** start of DATA SECTION **

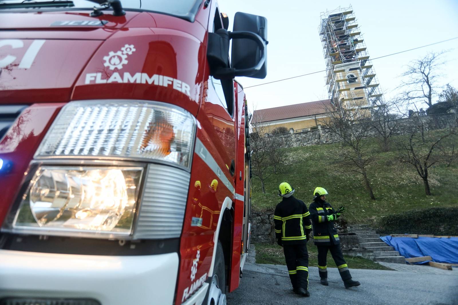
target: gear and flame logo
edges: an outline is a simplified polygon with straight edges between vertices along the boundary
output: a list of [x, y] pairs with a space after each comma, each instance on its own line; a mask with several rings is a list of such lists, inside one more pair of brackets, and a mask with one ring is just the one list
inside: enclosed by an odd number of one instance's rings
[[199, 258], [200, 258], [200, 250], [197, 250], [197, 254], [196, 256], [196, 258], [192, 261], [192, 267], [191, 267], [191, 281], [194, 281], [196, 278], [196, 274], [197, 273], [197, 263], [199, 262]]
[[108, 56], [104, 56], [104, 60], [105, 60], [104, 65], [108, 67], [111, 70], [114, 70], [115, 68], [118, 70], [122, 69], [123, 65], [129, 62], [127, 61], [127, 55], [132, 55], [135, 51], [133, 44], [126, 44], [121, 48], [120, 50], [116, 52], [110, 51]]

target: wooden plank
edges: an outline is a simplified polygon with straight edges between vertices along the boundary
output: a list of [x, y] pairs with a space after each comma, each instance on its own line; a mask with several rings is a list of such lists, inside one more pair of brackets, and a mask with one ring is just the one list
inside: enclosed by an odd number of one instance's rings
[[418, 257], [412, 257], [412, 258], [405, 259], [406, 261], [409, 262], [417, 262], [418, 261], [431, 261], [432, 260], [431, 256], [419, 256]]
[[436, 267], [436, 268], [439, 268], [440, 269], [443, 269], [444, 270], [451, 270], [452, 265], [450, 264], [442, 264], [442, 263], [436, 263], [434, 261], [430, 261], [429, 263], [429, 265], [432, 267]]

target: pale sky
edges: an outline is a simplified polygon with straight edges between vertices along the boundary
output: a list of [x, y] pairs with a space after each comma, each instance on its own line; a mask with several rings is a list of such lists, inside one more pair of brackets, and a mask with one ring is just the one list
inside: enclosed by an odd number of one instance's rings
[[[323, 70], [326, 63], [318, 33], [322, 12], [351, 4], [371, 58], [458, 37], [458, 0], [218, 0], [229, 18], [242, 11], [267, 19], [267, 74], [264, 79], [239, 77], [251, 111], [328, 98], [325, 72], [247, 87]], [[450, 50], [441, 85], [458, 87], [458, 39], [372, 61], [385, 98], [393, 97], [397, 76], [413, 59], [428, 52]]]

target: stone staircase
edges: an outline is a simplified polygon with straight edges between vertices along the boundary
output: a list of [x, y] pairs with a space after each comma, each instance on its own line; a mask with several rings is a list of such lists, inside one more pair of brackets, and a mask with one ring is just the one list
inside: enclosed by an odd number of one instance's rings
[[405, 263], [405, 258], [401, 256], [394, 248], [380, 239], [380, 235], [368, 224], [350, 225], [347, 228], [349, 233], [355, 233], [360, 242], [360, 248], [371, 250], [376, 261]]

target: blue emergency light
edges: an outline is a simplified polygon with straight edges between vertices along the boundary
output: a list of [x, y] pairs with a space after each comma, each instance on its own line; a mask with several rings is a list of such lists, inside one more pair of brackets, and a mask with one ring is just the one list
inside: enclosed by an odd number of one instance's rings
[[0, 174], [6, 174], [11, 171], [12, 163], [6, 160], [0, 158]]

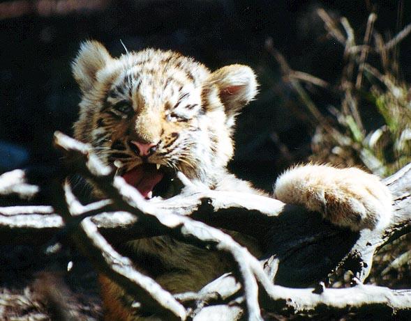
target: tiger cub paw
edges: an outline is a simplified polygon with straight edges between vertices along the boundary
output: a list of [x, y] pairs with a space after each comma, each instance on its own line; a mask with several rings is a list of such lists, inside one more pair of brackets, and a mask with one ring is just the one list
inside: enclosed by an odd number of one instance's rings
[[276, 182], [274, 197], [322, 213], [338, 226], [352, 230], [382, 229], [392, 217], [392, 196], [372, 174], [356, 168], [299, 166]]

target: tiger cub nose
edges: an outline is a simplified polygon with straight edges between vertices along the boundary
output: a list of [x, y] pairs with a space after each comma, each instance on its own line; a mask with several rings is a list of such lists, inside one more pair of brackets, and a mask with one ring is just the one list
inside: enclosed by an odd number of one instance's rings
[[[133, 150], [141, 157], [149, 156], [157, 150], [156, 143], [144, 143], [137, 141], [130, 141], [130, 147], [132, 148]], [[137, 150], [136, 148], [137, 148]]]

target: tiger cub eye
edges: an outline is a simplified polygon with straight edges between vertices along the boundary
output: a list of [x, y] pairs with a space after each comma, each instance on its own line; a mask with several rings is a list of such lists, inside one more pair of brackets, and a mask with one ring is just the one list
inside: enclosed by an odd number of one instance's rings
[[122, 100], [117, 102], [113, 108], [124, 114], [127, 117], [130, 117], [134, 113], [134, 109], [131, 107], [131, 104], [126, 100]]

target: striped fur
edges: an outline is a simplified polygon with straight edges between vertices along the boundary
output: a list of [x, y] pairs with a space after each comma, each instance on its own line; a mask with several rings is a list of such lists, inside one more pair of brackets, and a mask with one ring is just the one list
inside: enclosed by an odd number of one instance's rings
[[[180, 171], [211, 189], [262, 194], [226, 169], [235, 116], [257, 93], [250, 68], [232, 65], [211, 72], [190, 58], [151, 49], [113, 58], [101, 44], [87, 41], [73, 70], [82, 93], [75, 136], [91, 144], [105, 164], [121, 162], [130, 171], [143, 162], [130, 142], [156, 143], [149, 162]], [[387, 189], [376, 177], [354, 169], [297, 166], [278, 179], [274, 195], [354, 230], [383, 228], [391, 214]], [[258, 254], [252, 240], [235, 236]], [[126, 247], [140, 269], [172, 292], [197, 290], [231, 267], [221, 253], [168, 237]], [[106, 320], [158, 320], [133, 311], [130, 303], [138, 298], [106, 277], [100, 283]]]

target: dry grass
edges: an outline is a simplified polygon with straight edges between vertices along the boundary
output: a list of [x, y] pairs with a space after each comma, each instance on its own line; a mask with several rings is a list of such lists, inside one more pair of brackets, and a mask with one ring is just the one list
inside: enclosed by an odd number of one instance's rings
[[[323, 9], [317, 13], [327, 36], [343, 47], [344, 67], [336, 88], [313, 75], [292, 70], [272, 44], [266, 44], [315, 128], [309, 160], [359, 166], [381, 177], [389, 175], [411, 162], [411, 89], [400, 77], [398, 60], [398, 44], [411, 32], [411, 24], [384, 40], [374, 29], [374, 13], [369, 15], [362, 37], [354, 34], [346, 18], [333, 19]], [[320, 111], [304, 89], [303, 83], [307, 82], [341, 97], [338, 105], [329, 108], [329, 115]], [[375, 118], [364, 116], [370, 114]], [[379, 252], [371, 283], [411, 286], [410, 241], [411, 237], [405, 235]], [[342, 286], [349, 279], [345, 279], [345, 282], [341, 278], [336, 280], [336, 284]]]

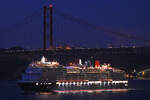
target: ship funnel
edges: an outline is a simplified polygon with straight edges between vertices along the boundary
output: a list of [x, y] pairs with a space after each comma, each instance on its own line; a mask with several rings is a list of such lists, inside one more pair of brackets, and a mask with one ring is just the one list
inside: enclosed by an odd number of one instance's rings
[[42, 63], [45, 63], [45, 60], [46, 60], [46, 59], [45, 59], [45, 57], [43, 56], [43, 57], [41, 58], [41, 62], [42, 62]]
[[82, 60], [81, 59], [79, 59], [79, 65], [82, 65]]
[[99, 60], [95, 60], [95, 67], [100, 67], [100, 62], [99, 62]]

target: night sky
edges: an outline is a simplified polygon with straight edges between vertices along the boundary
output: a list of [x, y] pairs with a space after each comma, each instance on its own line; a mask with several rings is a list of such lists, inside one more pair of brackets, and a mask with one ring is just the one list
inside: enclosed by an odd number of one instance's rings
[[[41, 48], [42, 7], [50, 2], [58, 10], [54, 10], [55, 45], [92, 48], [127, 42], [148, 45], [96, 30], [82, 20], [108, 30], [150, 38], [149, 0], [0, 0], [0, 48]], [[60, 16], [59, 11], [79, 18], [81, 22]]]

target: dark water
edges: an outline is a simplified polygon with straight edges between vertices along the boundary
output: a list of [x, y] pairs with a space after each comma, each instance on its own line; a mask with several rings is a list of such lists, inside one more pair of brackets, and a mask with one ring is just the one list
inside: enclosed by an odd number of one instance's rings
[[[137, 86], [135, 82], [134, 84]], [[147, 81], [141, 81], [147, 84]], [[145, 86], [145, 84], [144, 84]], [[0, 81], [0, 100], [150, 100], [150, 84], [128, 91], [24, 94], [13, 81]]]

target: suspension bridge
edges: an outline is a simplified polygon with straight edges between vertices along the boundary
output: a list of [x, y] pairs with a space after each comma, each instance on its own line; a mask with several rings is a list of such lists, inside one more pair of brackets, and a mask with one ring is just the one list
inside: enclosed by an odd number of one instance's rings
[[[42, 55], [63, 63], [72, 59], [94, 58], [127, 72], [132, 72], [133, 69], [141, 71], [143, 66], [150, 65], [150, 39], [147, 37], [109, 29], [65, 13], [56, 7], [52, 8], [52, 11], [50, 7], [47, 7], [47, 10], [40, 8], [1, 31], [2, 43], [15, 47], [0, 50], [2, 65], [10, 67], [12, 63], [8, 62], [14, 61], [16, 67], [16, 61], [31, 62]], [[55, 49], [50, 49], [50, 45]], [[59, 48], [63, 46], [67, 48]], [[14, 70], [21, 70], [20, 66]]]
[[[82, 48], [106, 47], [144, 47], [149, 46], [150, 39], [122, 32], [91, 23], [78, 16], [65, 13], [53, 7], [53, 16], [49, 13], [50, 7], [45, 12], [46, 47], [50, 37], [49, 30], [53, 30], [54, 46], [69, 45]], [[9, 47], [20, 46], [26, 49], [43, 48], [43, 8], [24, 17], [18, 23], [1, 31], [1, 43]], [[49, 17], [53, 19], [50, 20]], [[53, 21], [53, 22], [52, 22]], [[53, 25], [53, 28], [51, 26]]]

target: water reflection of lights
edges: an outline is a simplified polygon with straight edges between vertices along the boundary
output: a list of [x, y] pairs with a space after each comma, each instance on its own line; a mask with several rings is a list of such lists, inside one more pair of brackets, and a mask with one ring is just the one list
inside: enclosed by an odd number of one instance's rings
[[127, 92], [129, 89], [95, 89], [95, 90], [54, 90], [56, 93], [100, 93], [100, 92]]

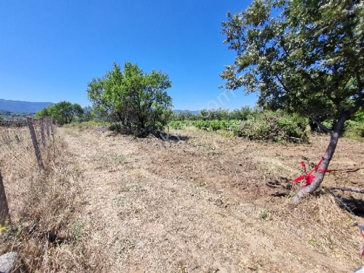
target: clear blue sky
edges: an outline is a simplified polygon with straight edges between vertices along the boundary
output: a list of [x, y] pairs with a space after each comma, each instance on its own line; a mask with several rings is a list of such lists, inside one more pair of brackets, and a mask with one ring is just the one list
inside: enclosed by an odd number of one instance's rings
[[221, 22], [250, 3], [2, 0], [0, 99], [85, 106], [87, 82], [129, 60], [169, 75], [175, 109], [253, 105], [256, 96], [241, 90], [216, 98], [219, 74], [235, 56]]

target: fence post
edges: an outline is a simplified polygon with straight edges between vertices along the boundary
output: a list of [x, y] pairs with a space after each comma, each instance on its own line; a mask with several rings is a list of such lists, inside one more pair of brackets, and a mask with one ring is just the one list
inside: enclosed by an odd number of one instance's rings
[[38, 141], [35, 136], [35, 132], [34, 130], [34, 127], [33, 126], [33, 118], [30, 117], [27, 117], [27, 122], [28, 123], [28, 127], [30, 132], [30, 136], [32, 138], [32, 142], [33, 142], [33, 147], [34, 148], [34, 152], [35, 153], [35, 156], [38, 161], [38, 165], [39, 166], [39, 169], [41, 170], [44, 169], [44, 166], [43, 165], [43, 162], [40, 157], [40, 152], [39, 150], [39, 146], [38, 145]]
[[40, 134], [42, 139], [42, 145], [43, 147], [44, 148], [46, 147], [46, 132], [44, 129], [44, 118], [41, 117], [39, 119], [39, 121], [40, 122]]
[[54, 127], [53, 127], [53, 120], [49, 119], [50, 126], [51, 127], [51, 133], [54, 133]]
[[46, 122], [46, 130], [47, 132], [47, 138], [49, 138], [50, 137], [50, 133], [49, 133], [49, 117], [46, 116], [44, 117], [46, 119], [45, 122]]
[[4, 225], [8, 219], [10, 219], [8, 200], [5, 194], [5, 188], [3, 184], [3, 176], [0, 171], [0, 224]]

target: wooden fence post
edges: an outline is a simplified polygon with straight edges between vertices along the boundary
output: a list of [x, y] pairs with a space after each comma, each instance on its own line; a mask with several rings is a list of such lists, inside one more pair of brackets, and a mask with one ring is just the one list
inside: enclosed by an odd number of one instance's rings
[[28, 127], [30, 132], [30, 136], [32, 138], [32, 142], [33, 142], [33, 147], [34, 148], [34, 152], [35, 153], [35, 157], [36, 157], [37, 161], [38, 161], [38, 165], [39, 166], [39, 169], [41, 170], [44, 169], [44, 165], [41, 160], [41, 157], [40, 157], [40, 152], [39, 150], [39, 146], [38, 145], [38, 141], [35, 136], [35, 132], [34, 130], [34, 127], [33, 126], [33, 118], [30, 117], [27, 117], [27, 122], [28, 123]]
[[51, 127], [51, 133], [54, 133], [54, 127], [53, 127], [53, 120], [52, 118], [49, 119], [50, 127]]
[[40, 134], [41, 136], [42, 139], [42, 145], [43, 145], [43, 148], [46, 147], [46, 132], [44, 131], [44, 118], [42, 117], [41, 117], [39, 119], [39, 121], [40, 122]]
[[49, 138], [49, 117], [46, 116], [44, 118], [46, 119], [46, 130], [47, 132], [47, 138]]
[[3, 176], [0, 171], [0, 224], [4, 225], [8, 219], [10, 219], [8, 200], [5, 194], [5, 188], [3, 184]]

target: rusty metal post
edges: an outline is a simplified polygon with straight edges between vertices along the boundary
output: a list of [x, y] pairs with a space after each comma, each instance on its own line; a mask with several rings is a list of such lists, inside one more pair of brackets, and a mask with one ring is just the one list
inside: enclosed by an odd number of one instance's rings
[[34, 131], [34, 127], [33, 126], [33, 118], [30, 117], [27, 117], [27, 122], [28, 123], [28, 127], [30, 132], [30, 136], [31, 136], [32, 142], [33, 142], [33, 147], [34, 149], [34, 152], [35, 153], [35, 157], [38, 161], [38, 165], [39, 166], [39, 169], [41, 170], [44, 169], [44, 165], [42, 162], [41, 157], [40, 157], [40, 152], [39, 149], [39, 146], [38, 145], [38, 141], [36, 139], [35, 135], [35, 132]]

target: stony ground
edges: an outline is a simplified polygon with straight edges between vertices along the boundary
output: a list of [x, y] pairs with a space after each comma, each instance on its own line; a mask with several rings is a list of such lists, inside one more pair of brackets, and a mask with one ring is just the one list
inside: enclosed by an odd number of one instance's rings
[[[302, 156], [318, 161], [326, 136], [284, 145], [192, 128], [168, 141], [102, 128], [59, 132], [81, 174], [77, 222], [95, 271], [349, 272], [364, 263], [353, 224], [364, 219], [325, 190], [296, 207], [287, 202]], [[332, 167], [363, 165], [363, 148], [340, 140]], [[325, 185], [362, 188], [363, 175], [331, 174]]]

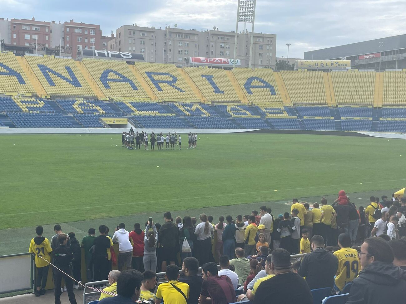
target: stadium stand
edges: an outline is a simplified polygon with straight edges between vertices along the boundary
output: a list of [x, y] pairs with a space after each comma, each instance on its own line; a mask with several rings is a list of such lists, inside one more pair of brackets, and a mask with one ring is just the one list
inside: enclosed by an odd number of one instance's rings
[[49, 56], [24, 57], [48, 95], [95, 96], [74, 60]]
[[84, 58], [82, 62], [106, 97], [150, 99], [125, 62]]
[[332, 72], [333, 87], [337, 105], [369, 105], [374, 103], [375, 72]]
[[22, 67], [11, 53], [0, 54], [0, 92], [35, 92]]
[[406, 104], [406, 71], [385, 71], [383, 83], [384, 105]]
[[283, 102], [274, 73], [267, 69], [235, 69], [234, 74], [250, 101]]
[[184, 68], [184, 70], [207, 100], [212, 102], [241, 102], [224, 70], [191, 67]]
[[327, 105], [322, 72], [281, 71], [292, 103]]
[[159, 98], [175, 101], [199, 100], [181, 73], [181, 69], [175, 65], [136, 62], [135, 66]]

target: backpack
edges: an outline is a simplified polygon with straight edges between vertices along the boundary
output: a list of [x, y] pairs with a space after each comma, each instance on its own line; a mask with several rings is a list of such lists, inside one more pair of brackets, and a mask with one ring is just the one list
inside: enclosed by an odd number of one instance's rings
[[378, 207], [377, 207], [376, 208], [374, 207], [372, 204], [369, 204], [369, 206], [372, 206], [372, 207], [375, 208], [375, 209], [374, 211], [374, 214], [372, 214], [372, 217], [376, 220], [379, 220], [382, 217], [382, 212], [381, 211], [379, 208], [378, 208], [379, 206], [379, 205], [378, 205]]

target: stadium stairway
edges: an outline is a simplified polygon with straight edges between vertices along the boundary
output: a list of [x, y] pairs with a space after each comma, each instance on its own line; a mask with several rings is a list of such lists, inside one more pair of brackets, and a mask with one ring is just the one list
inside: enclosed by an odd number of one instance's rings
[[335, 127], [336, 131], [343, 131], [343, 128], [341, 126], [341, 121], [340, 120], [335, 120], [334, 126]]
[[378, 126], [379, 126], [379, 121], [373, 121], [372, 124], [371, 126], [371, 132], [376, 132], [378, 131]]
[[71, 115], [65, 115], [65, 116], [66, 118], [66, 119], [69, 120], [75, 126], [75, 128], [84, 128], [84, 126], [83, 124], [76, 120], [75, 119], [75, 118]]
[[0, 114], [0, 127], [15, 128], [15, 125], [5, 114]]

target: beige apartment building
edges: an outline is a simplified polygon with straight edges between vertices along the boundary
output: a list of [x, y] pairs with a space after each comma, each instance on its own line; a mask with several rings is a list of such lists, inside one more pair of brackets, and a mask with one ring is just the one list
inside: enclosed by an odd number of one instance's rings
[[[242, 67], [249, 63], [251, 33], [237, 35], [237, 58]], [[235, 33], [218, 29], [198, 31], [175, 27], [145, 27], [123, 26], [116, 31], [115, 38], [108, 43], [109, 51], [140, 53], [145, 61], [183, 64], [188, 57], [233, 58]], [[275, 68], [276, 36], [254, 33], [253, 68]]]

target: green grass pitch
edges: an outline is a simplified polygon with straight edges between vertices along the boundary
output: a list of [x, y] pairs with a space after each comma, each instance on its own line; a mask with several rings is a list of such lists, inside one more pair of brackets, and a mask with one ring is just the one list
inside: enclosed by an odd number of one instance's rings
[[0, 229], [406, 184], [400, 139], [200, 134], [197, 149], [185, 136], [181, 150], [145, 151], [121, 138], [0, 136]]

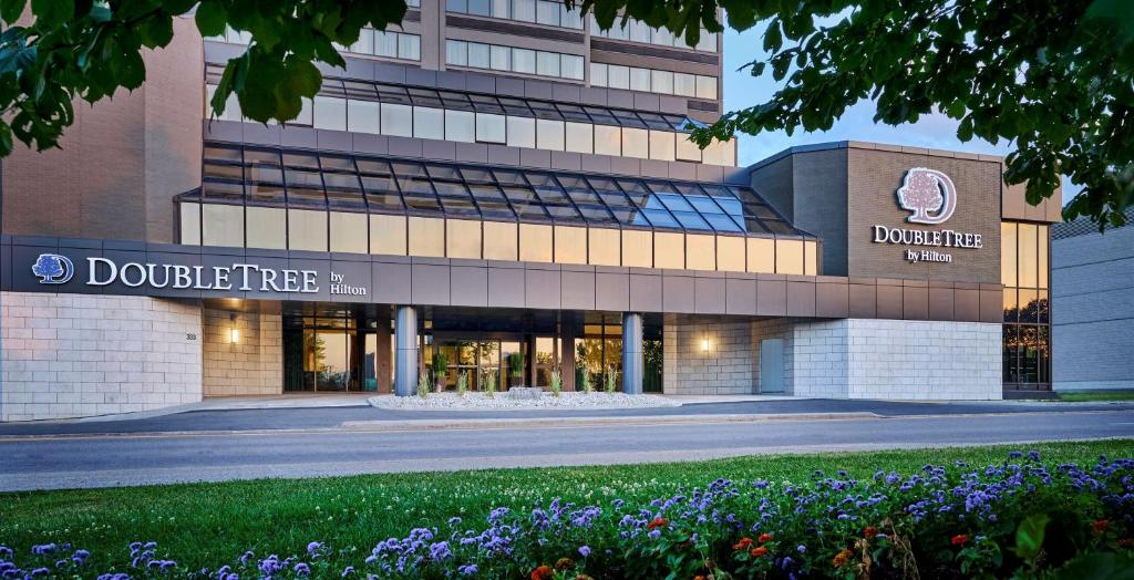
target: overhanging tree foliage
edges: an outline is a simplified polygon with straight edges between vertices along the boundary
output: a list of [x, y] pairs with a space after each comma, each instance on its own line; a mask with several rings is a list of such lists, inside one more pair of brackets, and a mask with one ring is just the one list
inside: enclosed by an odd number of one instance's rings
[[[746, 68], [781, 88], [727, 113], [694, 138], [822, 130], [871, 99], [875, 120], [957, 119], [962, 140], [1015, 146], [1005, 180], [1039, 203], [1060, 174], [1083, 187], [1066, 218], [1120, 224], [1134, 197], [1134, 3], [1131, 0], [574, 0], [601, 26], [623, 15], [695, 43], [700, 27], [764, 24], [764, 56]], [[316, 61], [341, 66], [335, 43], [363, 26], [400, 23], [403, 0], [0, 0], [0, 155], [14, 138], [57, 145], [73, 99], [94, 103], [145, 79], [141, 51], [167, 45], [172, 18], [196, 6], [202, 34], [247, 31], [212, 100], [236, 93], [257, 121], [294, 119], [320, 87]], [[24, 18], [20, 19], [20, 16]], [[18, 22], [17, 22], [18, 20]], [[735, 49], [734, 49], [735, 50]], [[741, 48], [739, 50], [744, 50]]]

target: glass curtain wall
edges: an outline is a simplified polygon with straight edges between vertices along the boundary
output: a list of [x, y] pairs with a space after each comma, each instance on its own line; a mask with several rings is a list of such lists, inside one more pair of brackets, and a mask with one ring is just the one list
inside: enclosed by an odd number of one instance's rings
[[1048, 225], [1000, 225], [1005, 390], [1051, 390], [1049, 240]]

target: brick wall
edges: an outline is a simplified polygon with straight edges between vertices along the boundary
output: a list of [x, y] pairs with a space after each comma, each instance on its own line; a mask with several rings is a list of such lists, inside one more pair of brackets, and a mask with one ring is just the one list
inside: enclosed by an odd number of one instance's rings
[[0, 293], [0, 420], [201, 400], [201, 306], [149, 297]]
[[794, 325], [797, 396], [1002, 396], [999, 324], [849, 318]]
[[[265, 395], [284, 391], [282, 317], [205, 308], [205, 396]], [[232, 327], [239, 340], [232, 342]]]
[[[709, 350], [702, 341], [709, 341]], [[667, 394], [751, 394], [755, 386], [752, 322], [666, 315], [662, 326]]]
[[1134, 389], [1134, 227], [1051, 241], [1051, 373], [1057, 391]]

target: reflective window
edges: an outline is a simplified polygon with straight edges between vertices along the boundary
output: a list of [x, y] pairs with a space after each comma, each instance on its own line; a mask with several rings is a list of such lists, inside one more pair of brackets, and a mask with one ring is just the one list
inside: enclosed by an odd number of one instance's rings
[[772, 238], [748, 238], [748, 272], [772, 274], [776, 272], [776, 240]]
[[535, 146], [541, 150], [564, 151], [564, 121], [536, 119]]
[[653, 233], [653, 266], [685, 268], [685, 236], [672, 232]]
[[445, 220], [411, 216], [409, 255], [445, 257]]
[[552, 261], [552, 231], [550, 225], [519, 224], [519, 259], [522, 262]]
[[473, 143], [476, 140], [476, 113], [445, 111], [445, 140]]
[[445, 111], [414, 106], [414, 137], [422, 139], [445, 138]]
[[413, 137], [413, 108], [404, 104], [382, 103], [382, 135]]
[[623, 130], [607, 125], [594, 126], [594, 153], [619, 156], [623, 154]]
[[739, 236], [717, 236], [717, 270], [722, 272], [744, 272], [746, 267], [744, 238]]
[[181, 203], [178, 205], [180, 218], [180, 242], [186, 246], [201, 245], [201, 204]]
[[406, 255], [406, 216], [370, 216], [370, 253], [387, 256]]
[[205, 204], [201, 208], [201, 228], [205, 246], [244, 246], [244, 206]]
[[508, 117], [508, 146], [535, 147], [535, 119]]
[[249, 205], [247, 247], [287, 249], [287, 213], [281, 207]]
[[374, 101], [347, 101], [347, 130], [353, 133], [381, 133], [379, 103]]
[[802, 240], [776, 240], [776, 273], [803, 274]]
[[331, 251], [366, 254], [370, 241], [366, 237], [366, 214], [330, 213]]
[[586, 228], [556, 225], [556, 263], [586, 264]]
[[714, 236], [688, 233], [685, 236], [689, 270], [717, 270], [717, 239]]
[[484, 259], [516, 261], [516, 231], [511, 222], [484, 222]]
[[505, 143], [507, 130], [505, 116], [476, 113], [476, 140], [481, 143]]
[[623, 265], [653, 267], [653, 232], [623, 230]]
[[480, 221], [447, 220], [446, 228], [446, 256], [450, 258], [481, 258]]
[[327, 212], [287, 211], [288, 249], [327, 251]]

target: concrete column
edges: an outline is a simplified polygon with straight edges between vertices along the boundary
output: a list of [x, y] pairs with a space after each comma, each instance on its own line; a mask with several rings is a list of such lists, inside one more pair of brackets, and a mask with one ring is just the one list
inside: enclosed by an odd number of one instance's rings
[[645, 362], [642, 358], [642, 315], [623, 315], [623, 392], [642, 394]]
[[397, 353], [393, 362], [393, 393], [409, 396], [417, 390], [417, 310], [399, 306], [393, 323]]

** end of DATA SECTION **

• STATED PROBLEM
Copy every line from the line with "target: beige apartment building" to the line with "33], [253, 68]]]", and add 99 to each x and y coordinate in the outline answers. Leave everything else on those lines unchanged.

• OUTPUT BELOW
target: beige apartment building
edges: an outline is a simplified polygon with straight edges between vertices along the boundary
output: a list of [x, y] pairs with a space after each comma, each instance on its own line; a mask with several rings is a list of such lists, inside one more pair of brackets, and a mask with one ring is just the one list
inside: enclosed by an odd number of one instance's rings
[[[341, 166], [348, 162], [350, 132], [336, 134], [336, 157]], [[334, 132], [317, 128], [297, 130], [274, 126], [244, 126], [222, 125], [215, 130], [214, 137], [207, 142], [208, 150], [239, 152], [244, 160], [282, 163], [287, 156], [332, 157]], [[374, 167], [375, 135], [353, 132], [352, 167]]]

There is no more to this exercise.